| YOUR TASK |
Give back an exact copy of the lines below, from the first through the line with "rough mask: <svg"; please stop there.
= = = = = = =
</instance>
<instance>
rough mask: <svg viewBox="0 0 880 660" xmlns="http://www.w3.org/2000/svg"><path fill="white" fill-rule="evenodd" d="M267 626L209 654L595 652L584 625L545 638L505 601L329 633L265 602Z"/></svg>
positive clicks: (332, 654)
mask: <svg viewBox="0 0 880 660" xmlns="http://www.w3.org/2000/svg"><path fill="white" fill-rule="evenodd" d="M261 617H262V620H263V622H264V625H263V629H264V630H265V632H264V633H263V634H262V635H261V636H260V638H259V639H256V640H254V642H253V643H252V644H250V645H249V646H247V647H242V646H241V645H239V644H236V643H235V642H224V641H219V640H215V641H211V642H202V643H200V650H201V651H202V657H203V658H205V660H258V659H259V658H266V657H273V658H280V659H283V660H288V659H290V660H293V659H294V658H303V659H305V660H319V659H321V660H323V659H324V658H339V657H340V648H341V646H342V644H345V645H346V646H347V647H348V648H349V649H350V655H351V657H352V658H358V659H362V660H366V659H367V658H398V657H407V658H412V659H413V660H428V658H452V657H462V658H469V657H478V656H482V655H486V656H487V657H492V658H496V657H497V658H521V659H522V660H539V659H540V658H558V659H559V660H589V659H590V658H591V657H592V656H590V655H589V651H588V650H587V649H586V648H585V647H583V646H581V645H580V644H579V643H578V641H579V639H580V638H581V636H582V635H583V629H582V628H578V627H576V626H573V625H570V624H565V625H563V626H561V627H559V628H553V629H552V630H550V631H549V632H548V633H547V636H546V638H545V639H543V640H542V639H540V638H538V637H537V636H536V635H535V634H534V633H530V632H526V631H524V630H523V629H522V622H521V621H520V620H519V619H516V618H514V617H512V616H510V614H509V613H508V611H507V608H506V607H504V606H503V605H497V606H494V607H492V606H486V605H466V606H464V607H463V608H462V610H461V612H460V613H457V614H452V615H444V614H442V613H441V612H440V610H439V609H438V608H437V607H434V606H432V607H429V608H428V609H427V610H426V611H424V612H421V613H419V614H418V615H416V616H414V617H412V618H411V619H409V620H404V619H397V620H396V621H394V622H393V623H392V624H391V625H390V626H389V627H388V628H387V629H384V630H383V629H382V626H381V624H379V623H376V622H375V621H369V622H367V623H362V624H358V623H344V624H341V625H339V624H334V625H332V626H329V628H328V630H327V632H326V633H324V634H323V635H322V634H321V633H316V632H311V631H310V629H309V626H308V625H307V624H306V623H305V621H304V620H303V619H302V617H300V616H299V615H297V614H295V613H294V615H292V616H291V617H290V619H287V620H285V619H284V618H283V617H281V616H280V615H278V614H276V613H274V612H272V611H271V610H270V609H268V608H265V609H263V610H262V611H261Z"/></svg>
= = = = = = =
| TASK RESULT |
</instance>
<instance>
rough mask: <svg viewBox="0 0 880 660" xmlns="http://www.w3.org/2000/svg"><path fill="white" fill-rule="evenodd" d="M267 626L209 654L595 652L584 625L545 638L505 601L329 633L265 602Z"/></svg>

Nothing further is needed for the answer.